_Available data:_
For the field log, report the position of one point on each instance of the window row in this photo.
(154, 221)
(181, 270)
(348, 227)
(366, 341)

==

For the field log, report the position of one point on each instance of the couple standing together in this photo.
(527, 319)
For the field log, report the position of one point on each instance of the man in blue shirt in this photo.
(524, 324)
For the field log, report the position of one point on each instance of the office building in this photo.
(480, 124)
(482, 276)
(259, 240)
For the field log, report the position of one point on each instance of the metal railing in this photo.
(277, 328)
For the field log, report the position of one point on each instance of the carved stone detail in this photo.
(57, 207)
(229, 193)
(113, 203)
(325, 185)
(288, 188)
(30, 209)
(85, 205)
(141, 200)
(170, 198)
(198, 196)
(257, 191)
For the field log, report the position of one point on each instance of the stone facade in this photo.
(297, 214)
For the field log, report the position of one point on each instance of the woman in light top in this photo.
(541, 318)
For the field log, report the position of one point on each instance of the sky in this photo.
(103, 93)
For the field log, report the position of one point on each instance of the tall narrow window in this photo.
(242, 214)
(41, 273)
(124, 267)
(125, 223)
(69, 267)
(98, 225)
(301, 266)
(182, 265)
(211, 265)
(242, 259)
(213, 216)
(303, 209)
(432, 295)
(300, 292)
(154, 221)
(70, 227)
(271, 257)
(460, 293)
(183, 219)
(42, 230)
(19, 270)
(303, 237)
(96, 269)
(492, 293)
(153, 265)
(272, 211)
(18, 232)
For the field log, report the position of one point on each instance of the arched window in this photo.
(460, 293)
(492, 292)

_Task instructions:_
Extract from the material above every line that contains the word "photo", and reproduce each such line in full.

_Expected output:_
For the field log, report the position of one point on each instance of the window row in this photo.
For the field log, report the position of one point on each instance of the couple standing together in this photo.
For the field log, report the position of one point on each instance of the man in blue shirt in this photo.
For the field log, report the position of one point on each instance of the office building in this photo.
For the field log, report the position of one point on each instance of the metal railing in this photo.
For the field log, report the position of one point on each instance of the carved stone detail in this photo.
For the field log, report the position of one point on each instance of the stone facade in this photo.
For the field log, report the position of one point on each instance of the woman in light top in this photo.
For the field log, report the position of one point on each instance of the sky in this photo.
For the field log, report the position of one point on each instance of the tall narrow window in this photo.
For the field log, report the position of one point on each instance of the arched window in this photo.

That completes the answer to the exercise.